• Task objective:
Rewrite all of the data below with every "pixel coordinates" swapped for "image coordinates" and everything else unchanged. Leave the pictures out.

### Material shown ###

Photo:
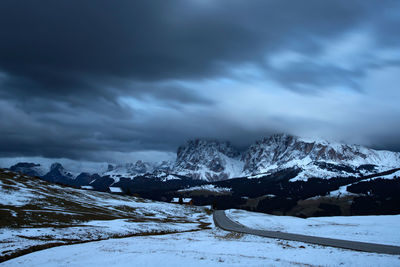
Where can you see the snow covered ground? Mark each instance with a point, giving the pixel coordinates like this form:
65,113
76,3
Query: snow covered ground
202,248
35,213
384,229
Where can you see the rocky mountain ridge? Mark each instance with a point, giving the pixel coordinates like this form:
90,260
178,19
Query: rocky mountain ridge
211,160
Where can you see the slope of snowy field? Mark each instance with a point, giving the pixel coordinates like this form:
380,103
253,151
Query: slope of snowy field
383,229
202,248
36,214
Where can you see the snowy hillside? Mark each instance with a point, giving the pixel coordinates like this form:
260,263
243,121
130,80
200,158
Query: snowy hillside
36,215
208,160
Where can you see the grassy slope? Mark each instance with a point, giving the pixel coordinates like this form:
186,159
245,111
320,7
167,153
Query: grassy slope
35,215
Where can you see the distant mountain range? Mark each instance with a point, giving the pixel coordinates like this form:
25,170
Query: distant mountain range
210,161
281,174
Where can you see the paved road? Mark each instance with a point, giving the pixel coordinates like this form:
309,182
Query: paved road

###

• Response below:
Photo:
Where can you see the snow covered ground? Mark each instance with a point, giving the image coordinates like this form:
65,113
76,3
Query: snow covered ground
202,248
35,213
384,229
Where can you see the rocky mountain ridge? Mark each instance with a point, giving the image coordinates like this form:
90,260
178,19
Query: rocky mountain ridge
211,160
Where can you see the slope of snowy field? Mark each instance with a point, giving the image coordinates like this form:
380,103
253,151
Query: slope of snowy field
383,229
202,248
36,214
Where can you see the snowy hillside? Mark each instance with a point, giving the image coordinates like this form:
260,263
243,121
130,80
200,158
Query: snowy hillside
36,215
208,160
Where can you see the grassy slope? Mark each instance with a point, giving the image coordinates like this form:
186,159
245,111
320,7
167,153
Query: grassy slope
35,215
Where can you see the distant mountain range? Mark each instance with a point, giving the image coordinates like this form:
25,170
Query: distant mountain range
210,161
281,174
Where can you see the paved road? Mark each instance with a point, giving the image coordinates like this form:
309,182
Query: paved road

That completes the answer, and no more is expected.